-------- Excerpted passage --------
Add a little fun to trick-or-treating this Halloween with Teal Pumpkin Project participation. Joining is simple, fun and it supports a great cause… making Halloween happy and safe for all kids.
You may have noticed some strange blue pumpkins popping up in neighbor’s yards over the last few years. They all seem to be the same shade of blue and a lot of people are asking:
→ What does a blue pumpkin mean?
The first thing you need to know is the pumpkins are actually a teal blue color. This is because teal is the color used for food allergy awareness.
→ What does a teal pumpkin mean?
A teal pumpkin means they will be handing out non-food Halloween treats to trick or treaters. Many people who participate in the Teal Pumpkin Project hand out both candy and non food treats.
I enjoy having a bowl of candy and a bowl of toys and letting the kids choose whichever they prefer.
The Teal Pumpkin Project is all about making trick-or-treating fun for all kids, including those with food allergies and for kids who can’t have candy.
What’s great about participating in Teal Pumpkin, is that all the children get excited about options other than candy too.
Having a severe or life-threatening food allergy can be difficult and isolating for children and their families. Halloween is a rare time that neighbors can offer support and show they care by participating in the Teal Pumpkin Project.
Any event centered around food is challenging for adults and children with food related health issues. Kids can feel different and left out when they have allergies that most people don’t worry about.
Holidays, like Halloween, are a time when we all want kids to forget about their problems, get to feel carefree like the other kids, and form fun exciting memories that will last forever. Being able to go trick or treating and keep many of the prizes they collect makes going door to door more fun for children.
The Teal Pumpkin was started in Tennessee by Becky Basalone. She is the Founder and Director of the nonprofit Food Allergy Community of East Tennessee (FACET).
In 2014, Food Allergy Research and Education (FARE) partnered with Becky, and her ideas went National with the Teal Pumpkin Project.
Below are some Teal Pumpkin Project treat ideas that are non-food items. However, the goal isn’t to remove candy from Halloween. I like to give out candy in one bowl and the non-food Halloween treats in another bowl.
The important thing is to keep the Teal Pumpkin items separate from the candies because mixing them in one bowl can be dangerous for kids with severe allergies.
There are so many fun low cost Halloween items that kids love getting on Halloween night. I usually go to the 99 Cent Store, order on Amazon, and occasionally hit a Target store.
-------- Information shown --------
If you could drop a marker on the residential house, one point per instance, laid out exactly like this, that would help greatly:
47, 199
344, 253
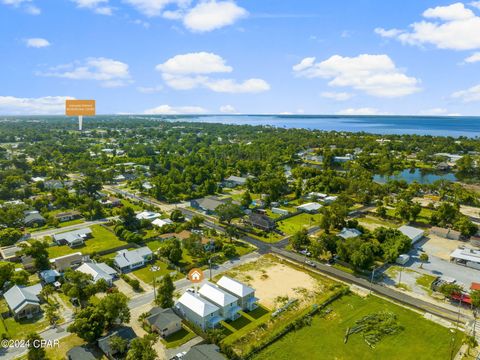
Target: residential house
24, 301
11, 253
148, 215
68, 261
198, 310
204, 352
261, 221
348, 233
33, 218
244, 293
413, 233
446, 233
227, 303
161, 222
98, 271
123, 332
128, 260
49, 276
163, 321
310, 208
233, 181
68, 216
280, 211
73, 238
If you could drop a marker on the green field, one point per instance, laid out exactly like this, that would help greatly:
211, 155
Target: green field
146, 275
324, 339
102, 239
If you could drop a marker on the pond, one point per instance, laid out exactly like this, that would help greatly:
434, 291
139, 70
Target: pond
417, 175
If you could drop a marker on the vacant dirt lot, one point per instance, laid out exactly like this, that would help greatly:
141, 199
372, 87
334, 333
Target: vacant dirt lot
440, 247
273, 279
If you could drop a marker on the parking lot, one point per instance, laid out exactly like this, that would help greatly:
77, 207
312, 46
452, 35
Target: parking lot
438, 266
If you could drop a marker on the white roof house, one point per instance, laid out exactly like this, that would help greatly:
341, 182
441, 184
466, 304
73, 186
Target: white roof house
72, 238
309, 207
148, 215
18, 297
98, 271
413, 233
216, 295
235, 287
133, 258
197, 304
162, 222
348, 233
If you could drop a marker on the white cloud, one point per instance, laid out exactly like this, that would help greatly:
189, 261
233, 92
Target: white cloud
376, 75
338, 96
193, 70
473, 58
98, 6
360, 111
37, 42
26, 5
194, 63
211, 15
469, 95
48, 105
228, 109
152, 8
172, 110
150, 89
452, 27
110, 73
231, 86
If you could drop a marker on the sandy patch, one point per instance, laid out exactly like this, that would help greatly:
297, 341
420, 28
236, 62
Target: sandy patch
440, 247
279, 280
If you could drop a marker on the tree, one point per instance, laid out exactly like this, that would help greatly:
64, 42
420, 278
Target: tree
382, 212
118, 345
177, 216
229, 211
35, 350
450, 289
38, 251
141, 349
246, 199
114, 308
166, 289
423, 258
471, 342
299, 240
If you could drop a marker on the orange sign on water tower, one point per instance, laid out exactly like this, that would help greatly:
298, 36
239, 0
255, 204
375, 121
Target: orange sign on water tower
80, 107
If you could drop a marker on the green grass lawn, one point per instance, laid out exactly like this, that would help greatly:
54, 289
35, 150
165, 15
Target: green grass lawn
178, 338
146, 275
102, 239
296, 223
324, 339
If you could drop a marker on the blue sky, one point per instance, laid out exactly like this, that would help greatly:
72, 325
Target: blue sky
268, 56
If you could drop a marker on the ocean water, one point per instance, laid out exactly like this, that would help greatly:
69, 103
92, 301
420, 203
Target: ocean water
420, 125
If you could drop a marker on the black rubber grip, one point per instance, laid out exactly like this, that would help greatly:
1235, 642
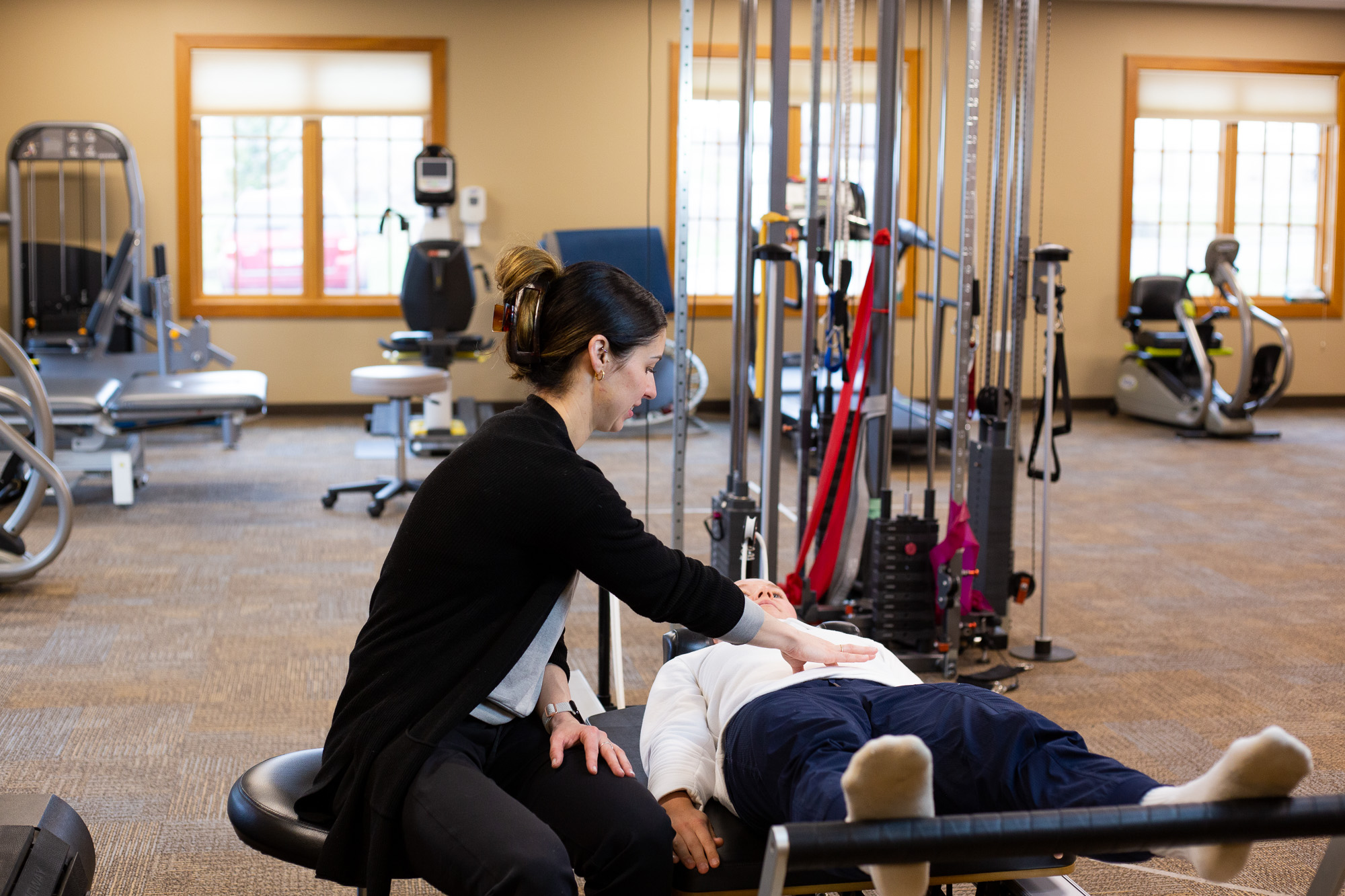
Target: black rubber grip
--------
Objectives:
**A.** Reproduce everything in the Teal Pumpkin Project text from "Add a little" down to "food allergy awareness.".
**B.** Carry on the Teal Pumpkin Project text from its final sentence.
The material has no connection to the Teal Pumpkin Project text.

Responses in order:
**A.**
Add a little fun to trick-or-treating this Halloween with Teal Pumpkin Project participation. Joining is simple, fun and it supports a great cause… making Halloween happy and safe for all kids.
You may have noticed some strange blue pumpkins popping up in neighbor’s yards over the last few years. They all seem to be the same shade of blue and a lot of people are asking:
→ What does a blue pumpkin mean?
The first thing you need to know is the pumpkins are actually a teal blue color. This is because teal is the color used for food allergy awareness.

**B.**
Pick and choose your favorites from the list below, choose your preferred store and get started!
1. Glow Bracelet
Glow bracelets and glow necklaces are a great non-food Halloween treat because the kids can use them while trick-or-treating. The glow bracelet is fun and makes the children more visible too.
2. Glow Sticks
Glow sticks are great and like glow bracelets, the kids can use them while trick-or-treating on Halloween night.
3. Halloween Pencils
Kids are in school, so why not give out cool Halloween pencils. Plus it’s fun watching them take time to choose their favorite pencil on Halloween night.
4. Halloween Erasers
I’m a sucker for an exciting eraser and there are great Halloween eraser designs.
5. Spider Rings
I hate spiders, but spider rings add a cool creepy vibe to the non-food Halloween treats bowl.
6. Creepy Bugs
Add some creepiness to your Halloween prizes with bugs. Bugs are great for Halloween and a lot of kids love them.
7. Rubber Bats
You can’t go wrong handing out black rubber bats on Halloween. Whatever the kids don’t take, you can use as decorations for the house.
I’m not sure why, but the colorful eyeglass frames are one of the first items to go each year. Maybe because the kids can put them on as an addition to their Halloween costume.
9. Halloween Stickers
Kids love stickers, end of story.
10. Bouncy Balls
Kids seem to enjoy bouncy balls and these get taken early every year.
11. Mini Notebooks
The best thing about mini notebooks is that the writing is so small, adults can’t read it.
12. Mini Slinky
This is a fun gift you want to have but don’t want to buy for yourself. Everyone can enjoy a mini slinky toy.
13. Vampire Fangs
It’s Halloween, of course the kids need vampire fangs.
Children of all ages can enjoy bubbles. They are fun!
15. Mini Mazes
They don’t make enough of these. Mini mazes are always fun, but are hard to find.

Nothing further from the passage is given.